● Task list:
• A. In the abstract on federated biomedical search, what does the automated internal workflow use for programmatic search and knowledge extraction?
• B. Decide whether each statement agrees with the abstract on federated biomedical search, answering yes or no and quoting the deciding words. (i) The rarity of batch searching capability limits the value of external sites for industry. (ii) The workflow is meant to replace manually curated commercial sources. (iii) Many sites now offer their content for download.
• C. Continue the abstract on federated biomedical search from the end of its final sentence.

Application of an automated natural language processing (NLP) workflow to enable federated search of external biomedical content in drug discovery and development.

Journal: Drug discovery today
Published Date:

Abstract

External content sources such as MEDLINE(®), National Institutes of Health (NIH) grants and conference websites provide access to the latest breaking biomedical information, which can inform pharmaceutical and biotechnology company pipeline decisions. The value of the sites for industry, however, is limited by the use of the public internet, the limited synonyms, the rarity of batch searching capability and the disconnected nature of the sites. Fortunately, many sites now offer their content for download and we have developed an automated internal workflow that uses text mining and tailored ontologies for programmatic search and knowledge extraction. We believe such an efficient and secure approach provides a competitive advantage to companies needing access to the latest information for a range of use cases and complements manually curated commercial sources.

● Extracted records:
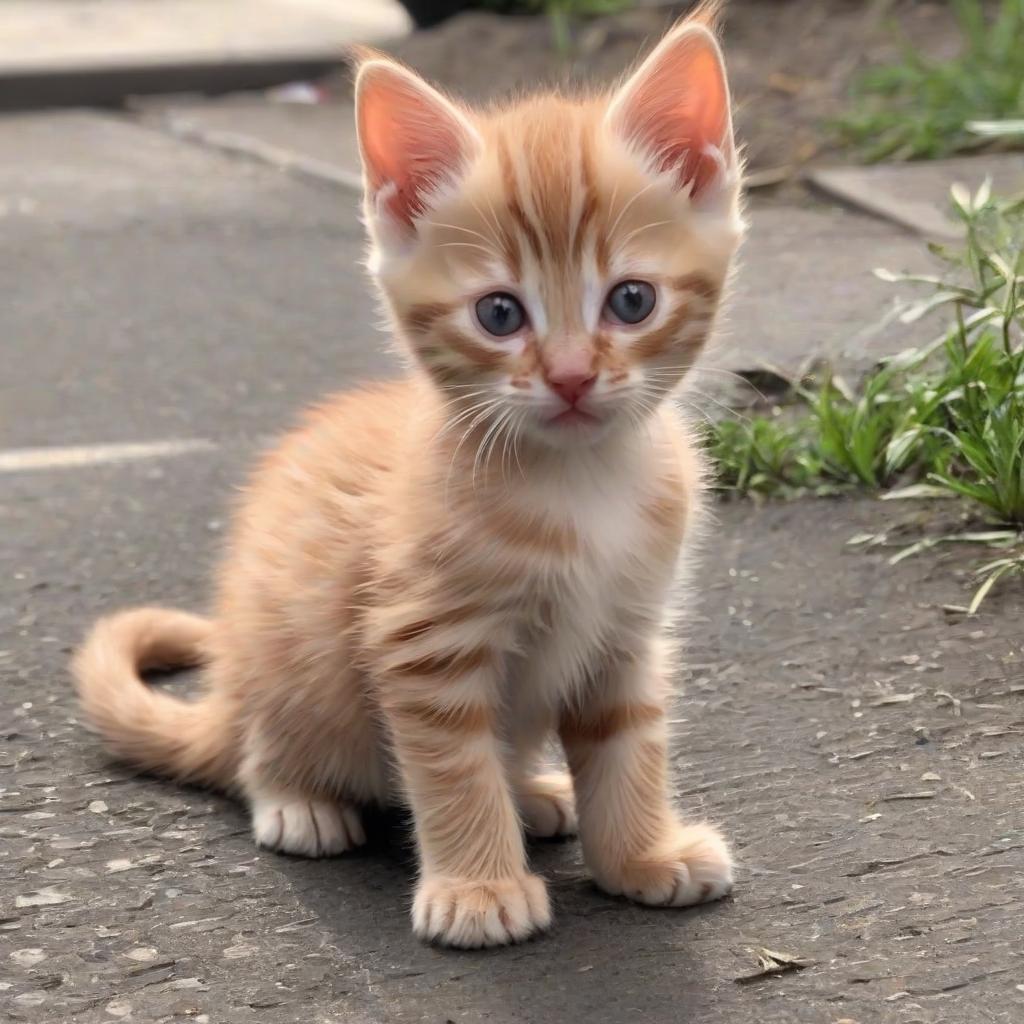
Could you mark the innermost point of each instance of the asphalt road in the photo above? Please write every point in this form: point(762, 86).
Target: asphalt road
---
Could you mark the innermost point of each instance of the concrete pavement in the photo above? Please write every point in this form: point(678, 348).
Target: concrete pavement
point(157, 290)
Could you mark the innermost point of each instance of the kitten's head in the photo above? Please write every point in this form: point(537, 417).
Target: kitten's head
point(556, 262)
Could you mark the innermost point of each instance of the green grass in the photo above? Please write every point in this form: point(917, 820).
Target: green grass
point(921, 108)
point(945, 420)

● Written answers:
• A. Text mining and tailored ontologies.

• B.
(i) Yes: "the rarity of batch searching capability"
(ii) No: "complements manually curated commercial sources"
(iii) Yes: "many sites now offer their content for download"

• C.
Authors

  • Robin McEntire
    Knowledge Discovery/Knowledge Management, Merck & Co., USA. Electronic address: robin_mcentire@merck.com.
  • Debbie Szalkowski
    Knowledge Discovery/Knowledge Management, Merck & Co., USA.
  • James Butler
    Linguamatics Solutions, USA.
  • Michelle S Kuo
    Knowledge Discovery/Knowledge Management, Merck & Co., USA.
  • Meiping Chang
    Knowledge Discovery/Knowledge Management, Merck & Co., USA.
  • Man Chang
    Linguamatics Solutions, USA.
  • Darren Freeman
    Informatics IT, Merck & Co., USA.
  • Sarah McQuay
    Linguamatics Limited, UK.
  • Jagruti Patel
    Knowledge Discovery/Knowledge Management, Merck & Co., USA.
  • Michael McGlashen
    Knowledge Discovery/Knowledge Management, Merck & Co., USA.
  • Wendy D Cornell
    IBM Thomas J. Watson Research Center, Yorktown Heights, NY 10598USA.
  • Jinghai James Xu
    Knowledge Discovery/Knowledge Management, Merck & Co., USA.